• **Record excerpts**:

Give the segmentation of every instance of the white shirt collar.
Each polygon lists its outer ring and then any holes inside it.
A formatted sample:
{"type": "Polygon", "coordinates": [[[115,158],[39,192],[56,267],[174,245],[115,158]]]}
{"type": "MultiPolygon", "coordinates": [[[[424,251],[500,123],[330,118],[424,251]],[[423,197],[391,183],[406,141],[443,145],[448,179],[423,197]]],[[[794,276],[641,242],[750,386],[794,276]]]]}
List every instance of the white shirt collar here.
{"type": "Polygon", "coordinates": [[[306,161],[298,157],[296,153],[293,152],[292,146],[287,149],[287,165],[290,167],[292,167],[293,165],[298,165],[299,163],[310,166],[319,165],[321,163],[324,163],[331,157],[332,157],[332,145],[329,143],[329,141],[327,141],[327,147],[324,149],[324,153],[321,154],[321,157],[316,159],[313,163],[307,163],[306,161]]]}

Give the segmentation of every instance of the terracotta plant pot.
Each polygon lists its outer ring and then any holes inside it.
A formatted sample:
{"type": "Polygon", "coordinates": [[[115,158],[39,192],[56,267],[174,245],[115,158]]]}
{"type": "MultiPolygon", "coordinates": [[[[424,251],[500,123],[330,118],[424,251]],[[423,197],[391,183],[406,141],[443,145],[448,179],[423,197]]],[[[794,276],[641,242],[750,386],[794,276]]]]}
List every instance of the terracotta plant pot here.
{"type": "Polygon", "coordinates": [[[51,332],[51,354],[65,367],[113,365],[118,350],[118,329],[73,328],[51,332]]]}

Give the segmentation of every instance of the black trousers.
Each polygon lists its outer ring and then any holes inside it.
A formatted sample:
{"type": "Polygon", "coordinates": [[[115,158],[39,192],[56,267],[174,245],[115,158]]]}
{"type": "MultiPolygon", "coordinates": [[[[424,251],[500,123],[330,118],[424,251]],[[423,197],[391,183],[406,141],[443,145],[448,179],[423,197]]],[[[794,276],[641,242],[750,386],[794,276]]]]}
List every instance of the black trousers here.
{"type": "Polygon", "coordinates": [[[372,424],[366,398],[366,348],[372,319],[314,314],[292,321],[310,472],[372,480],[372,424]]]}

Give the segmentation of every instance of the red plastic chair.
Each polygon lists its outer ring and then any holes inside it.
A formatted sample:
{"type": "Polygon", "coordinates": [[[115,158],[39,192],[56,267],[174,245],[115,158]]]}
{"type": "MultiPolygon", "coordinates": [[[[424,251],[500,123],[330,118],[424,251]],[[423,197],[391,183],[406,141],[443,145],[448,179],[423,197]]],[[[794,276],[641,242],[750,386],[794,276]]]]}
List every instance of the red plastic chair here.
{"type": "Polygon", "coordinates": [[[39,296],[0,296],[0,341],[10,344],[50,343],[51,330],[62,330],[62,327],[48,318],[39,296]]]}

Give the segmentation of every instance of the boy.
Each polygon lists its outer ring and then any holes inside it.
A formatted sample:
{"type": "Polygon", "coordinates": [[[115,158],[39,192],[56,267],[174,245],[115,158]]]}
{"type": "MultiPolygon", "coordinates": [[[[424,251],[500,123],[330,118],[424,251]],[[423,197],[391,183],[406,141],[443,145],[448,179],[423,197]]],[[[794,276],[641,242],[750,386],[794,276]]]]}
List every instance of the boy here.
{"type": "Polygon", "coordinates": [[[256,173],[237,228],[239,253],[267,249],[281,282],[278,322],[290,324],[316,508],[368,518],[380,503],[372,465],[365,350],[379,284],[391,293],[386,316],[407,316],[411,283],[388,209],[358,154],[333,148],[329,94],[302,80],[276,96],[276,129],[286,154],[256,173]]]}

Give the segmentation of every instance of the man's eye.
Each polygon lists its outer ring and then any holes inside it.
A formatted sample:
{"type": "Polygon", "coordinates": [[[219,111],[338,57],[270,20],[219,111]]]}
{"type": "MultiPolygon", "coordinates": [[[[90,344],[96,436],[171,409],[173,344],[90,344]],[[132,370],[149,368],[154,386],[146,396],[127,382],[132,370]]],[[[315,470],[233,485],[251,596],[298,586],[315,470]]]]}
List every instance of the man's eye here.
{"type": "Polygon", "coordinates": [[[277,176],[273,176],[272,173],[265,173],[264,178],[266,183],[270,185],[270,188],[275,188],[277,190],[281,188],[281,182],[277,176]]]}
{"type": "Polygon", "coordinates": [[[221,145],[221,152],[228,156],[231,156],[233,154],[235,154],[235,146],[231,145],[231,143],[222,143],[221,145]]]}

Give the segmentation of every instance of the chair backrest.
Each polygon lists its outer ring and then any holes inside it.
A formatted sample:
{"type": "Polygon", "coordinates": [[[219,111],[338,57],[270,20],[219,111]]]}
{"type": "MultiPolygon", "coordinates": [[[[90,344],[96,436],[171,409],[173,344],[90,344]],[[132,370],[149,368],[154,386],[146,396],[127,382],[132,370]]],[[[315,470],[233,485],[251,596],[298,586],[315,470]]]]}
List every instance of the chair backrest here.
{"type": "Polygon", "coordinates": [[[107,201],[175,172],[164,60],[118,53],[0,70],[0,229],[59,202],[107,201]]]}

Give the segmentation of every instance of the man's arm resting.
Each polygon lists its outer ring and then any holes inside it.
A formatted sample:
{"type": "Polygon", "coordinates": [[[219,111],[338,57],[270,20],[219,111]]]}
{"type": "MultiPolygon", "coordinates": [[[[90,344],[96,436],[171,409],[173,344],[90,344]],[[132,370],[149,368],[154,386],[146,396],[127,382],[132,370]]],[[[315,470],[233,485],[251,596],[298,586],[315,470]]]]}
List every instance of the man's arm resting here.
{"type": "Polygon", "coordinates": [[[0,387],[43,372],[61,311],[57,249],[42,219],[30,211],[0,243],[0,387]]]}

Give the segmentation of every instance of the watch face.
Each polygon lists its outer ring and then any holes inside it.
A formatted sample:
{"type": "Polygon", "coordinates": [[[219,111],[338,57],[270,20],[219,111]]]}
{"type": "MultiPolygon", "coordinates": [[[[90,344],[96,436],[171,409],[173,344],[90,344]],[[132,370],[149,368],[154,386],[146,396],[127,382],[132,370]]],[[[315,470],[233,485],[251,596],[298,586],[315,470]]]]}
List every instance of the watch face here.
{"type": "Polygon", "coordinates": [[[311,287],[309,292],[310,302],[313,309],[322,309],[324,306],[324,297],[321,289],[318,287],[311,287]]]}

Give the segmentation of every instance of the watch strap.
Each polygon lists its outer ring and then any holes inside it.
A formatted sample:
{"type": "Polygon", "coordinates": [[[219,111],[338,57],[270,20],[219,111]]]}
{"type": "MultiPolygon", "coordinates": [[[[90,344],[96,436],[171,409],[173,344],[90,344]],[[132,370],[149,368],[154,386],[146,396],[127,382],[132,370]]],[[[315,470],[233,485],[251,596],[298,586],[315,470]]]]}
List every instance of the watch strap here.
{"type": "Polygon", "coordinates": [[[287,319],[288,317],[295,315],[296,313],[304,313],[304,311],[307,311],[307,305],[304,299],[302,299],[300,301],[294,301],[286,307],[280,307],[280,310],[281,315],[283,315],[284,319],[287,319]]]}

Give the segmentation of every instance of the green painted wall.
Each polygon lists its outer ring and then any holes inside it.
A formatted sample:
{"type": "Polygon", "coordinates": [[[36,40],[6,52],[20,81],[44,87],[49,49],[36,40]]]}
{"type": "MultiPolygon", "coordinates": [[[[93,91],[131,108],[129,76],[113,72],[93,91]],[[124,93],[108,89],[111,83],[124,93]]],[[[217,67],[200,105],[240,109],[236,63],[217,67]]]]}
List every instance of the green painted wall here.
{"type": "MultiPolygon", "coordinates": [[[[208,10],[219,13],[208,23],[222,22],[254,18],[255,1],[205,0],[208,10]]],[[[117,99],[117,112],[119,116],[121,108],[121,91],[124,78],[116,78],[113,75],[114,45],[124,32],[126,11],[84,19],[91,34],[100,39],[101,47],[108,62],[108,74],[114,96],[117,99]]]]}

• **Your objective**: Copy the part of the listing above word for word, from its first line through the line containing "List every instance of the white".

• **Output**:
Give the segmentation of every instance of the white shirt collar.
Each polygon lists its outer ring and then any holes inside it.
A formatted sample:
{"type": "Polygon", "coordinates": [[[115,158],[39,192],[56,267],[174,245],[115,158]]]}
{"type": "MultiPolygon", "coordinates": [[[[424,251],[500,123],[330,118],[424,251]],[[423,197],[391,183],[406,141],[443,145],[448,179],[423,197]]],[[[794,276],[641,242],[750,386],[794,276]]]]}
List every instance of the white shirt collar here.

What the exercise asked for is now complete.